§ **TASK BRIEF**:
The required result is the exact run of lines beginning at the one containing "Give the innermost point of each instance of the couple" and ending at the last line of the entries.

§ **SUPPLIED RECORDS**:

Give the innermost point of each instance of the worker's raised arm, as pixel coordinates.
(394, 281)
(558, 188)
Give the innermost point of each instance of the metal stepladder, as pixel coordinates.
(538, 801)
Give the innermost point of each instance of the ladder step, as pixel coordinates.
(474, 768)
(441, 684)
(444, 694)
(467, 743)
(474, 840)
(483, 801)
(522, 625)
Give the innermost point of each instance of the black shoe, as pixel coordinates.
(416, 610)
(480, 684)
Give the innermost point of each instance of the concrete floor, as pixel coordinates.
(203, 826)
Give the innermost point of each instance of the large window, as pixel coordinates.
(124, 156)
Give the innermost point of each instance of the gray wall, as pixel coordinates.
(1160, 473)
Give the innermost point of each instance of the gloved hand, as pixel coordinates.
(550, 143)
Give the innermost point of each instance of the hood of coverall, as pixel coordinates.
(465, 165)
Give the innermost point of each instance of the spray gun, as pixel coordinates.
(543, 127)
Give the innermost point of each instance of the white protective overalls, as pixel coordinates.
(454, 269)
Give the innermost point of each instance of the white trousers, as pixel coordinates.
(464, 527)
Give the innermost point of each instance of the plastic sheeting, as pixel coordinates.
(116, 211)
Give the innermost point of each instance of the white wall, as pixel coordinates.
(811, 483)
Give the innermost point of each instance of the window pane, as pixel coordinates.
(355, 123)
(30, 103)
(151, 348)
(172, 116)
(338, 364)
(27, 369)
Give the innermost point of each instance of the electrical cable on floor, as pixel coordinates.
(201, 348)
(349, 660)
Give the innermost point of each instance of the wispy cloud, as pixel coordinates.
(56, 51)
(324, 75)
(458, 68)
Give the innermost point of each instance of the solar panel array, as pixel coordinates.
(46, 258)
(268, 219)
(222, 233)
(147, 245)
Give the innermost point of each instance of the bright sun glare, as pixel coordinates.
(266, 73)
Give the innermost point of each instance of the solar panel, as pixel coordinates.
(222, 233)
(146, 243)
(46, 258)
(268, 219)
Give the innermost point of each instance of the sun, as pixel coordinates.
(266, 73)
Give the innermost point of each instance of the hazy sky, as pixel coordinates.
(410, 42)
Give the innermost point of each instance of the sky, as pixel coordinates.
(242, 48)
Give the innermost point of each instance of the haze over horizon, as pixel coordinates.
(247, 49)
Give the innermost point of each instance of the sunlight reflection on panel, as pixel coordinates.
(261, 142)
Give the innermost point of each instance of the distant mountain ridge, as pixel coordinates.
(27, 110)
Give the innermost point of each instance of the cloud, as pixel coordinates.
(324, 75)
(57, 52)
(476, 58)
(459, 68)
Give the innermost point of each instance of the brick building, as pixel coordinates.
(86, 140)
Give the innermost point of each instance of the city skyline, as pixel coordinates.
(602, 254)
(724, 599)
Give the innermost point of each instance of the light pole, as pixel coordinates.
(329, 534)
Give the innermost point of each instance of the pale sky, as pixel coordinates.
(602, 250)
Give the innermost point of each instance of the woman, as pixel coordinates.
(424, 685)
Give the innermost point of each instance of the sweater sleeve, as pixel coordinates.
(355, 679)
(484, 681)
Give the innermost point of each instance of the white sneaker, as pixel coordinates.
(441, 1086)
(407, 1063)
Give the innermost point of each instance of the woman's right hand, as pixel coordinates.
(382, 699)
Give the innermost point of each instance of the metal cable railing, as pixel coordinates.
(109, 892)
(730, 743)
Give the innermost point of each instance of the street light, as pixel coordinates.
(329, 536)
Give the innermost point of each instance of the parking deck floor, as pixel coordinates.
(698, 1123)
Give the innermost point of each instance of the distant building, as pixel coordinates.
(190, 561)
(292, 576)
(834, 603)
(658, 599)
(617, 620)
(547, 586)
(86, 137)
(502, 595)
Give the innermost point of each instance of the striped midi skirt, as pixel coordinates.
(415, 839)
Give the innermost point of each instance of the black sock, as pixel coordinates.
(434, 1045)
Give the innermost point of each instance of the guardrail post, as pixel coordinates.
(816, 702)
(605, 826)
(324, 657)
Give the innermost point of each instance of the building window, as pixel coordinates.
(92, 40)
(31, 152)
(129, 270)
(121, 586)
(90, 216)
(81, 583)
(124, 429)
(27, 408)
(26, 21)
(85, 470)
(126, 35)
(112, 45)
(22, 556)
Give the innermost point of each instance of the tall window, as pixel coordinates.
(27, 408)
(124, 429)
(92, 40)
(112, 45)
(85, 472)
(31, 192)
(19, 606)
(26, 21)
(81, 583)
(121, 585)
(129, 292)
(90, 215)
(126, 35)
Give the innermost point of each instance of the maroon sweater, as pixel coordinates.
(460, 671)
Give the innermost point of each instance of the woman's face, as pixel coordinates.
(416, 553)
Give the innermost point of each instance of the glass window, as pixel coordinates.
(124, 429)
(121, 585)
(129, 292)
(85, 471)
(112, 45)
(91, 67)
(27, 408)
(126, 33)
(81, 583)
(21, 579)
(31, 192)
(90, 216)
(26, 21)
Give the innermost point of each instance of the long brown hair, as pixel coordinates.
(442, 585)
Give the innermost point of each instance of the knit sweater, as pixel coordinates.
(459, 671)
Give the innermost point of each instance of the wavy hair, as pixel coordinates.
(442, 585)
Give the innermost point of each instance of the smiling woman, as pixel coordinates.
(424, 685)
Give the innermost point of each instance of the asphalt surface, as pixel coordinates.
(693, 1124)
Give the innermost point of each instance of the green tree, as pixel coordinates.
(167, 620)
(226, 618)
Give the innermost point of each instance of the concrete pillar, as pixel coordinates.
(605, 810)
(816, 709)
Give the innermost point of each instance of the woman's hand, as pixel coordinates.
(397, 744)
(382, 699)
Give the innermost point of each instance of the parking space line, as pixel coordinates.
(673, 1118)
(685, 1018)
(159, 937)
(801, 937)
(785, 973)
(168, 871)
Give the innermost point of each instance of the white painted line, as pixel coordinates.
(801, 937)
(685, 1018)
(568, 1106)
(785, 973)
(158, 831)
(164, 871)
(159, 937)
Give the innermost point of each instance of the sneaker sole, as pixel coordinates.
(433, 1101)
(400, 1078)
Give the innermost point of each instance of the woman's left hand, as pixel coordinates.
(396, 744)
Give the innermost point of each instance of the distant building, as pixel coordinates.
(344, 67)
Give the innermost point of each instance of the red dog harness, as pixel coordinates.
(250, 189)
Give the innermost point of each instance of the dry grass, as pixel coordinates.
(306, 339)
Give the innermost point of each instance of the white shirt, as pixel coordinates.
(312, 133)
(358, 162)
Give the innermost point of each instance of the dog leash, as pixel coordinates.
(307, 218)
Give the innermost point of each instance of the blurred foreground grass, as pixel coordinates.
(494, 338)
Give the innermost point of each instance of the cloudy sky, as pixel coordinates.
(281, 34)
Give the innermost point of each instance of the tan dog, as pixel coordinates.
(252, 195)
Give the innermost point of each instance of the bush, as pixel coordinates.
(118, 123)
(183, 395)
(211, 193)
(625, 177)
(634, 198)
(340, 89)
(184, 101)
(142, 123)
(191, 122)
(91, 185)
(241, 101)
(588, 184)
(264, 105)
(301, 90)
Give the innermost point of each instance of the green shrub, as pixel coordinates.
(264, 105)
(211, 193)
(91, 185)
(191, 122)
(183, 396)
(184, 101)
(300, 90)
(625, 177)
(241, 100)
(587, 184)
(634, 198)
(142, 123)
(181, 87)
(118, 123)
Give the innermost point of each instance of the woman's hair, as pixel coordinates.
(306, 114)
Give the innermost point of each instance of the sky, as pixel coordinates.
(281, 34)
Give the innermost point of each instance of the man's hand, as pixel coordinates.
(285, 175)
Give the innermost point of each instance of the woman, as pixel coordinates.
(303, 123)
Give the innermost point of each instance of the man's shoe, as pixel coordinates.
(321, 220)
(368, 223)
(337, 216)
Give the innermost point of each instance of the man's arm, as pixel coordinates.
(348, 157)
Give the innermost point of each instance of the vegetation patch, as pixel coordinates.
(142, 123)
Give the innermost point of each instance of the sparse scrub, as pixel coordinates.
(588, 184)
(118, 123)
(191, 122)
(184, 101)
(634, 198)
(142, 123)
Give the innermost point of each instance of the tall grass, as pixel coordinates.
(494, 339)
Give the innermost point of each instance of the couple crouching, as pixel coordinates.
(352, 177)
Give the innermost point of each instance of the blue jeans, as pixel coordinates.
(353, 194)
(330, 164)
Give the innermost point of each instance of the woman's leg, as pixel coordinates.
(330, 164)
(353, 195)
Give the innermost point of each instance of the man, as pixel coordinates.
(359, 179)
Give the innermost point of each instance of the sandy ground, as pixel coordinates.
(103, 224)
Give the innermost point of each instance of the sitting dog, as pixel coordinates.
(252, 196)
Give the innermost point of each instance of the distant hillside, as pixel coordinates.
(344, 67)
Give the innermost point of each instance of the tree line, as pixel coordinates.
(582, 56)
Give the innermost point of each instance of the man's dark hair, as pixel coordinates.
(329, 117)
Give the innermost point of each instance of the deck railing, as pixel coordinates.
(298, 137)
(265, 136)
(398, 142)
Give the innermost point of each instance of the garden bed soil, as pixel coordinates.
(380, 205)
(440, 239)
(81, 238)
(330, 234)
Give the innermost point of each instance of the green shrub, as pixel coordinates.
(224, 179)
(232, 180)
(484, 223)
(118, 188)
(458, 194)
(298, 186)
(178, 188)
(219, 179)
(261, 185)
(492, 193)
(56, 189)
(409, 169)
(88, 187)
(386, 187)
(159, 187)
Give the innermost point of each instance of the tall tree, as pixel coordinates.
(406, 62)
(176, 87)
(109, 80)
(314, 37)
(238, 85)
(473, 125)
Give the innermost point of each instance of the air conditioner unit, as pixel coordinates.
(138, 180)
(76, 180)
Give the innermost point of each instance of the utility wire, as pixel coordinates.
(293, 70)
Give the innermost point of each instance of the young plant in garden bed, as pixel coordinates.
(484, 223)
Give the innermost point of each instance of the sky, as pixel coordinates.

§ **EXERCISE ANSWER**:
Give the innermost point of each instance of the couple crouching, as pixel coordinates.
(352, 177)
Give the innermost point of each instance of the blue jeans, as pixel coordinates.
(353, 194)
(330, 164)
Give the innermost point of each instance of the woman's leg, as pixel coordinates.
(330, 164)
(353, 195)
Give the innermost point of each instance of the man, as pixel coordinates.
(359, 179)
Give the innermost point of each instance of the sandy ground, as pixel coordinates.
(103, 224)
Give the innermost point of each instance of the sitting dog, as pixel coordinates.
(252, 196)
Give the innermost point of each instance of the distant hillside, as pixel coordinates.
(344, 67)
Give the innermost point of each instance of the tree line, as pixel coordinates.
(582, 56)
Give the innermost point of each instance of the man's dark hair, as pixel coordinates.
(329, 117)
Give the innermost point of each instance of the deck railing, as pixel coordinates.
(298, 137)
(265, 136)
(398, 142)
Give the innermost point of each instance of the garden bed soil, as pixel coordinates.
(380, 205)
(440, 239)
(81, 238)
(330, 234)
Give the innermost point of each instance of the green shrub, as pixel coordinates.
(224, 179)
(232, 180)
(484, 223)
(118, 188)
(458, 194)
(298, 186)
(178, 188)
(219, 179)
(261, 185)
(492, 193)
(56, 189)
(409, 169)
(88, 187)
(386, 187)
(159, 187)
Give the innermost point of each instance of the tall tree, as pixel coordinates.
(406, 62)
(176, 87)
(109, 80)
(314, 37)
(238, 85)
(473, 125)
Give the innermost point of each instance of the air conditioner unit, as pixel coordinates.
(138, 180)
(76, 180)
Give the innermost point of each instance of the utility wire, as pixel coordinates.
(293, 70)
Give the innermost point of each instance of the young plant in garden bed, as pixel coordinates.
(484, 223)
Give the innermost point of each instance of the sky, as pixel coordinates.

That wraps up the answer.